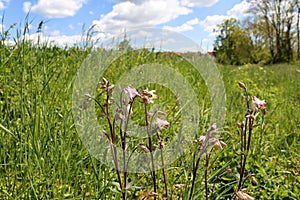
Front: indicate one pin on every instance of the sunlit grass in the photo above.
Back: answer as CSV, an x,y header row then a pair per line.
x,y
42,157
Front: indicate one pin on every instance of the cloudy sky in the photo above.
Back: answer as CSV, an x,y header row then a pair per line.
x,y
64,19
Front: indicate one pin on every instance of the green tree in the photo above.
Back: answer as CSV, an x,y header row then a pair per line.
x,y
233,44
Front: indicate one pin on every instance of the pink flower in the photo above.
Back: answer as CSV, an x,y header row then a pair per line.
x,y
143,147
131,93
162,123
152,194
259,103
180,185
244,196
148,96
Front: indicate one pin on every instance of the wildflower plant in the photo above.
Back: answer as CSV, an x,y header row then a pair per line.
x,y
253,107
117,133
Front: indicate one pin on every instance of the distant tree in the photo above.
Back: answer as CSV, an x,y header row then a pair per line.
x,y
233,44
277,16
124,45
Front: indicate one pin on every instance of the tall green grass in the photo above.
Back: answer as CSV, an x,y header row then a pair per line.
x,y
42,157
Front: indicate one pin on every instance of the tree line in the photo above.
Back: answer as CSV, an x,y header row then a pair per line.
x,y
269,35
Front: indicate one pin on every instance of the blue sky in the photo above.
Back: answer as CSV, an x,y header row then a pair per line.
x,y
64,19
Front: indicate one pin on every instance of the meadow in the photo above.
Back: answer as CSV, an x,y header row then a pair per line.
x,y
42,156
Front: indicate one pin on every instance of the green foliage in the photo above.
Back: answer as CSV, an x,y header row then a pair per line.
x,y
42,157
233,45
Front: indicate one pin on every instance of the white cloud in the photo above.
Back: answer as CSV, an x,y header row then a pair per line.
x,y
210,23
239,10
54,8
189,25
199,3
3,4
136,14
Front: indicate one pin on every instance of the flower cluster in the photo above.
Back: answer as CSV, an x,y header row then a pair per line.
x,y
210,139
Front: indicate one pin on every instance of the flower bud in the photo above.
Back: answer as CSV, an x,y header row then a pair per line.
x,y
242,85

○ ○ ○ ○ ○ ○ ○

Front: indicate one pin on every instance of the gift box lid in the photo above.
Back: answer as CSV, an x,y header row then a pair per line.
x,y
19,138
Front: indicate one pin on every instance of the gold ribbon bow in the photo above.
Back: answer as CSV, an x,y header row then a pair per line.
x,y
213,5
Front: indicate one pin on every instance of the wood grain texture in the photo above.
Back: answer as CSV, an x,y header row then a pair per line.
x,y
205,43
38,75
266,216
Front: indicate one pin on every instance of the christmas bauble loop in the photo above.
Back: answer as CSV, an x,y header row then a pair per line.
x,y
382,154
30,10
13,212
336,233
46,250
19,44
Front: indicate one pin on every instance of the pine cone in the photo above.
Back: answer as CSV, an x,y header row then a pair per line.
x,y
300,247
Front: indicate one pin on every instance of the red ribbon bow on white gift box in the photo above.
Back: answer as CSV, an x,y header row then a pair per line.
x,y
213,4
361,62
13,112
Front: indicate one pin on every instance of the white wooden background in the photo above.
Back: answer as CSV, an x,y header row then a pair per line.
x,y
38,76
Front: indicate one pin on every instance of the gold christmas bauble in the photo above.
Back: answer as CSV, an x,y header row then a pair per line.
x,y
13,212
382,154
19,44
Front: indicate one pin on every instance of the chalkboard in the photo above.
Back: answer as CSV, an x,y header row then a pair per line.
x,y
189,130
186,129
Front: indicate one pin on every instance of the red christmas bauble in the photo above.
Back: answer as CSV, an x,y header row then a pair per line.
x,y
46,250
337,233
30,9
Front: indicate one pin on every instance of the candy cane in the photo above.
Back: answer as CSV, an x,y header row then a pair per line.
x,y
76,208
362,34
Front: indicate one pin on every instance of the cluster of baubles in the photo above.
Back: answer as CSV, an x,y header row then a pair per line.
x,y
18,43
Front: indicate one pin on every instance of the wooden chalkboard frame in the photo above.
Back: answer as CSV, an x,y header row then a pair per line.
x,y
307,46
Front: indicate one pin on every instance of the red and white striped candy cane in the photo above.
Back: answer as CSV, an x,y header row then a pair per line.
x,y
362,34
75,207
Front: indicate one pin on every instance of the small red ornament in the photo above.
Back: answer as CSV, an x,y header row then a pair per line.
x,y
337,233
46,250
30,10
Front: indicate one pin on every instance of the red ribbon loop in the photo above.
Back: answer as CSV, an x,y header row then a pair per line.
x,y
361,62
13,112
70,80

○ ○ ○ ○ ○ ○ ○

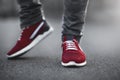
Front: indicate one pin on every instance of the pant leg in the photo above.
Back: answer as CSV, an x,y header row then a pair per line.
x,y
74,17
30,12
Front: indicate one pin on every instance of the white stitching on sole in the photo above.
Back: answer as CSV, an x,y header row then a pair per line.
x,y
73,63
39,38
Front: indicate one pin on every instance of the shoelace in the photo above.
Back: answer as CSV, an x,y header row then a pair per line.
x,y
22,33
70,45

○ ○ ○ ○ ○ ○ ○

Return each line of the material above that contains the word "christmas".

Task response:
Front: indicate one pin on every instance of the christmas bauble loop in the photo above.
Front: indicate one pin on every instance of the gold christmas bauble in the photo above.
Front: indicate one pin on every instance of the red christmas bauble in the photo above.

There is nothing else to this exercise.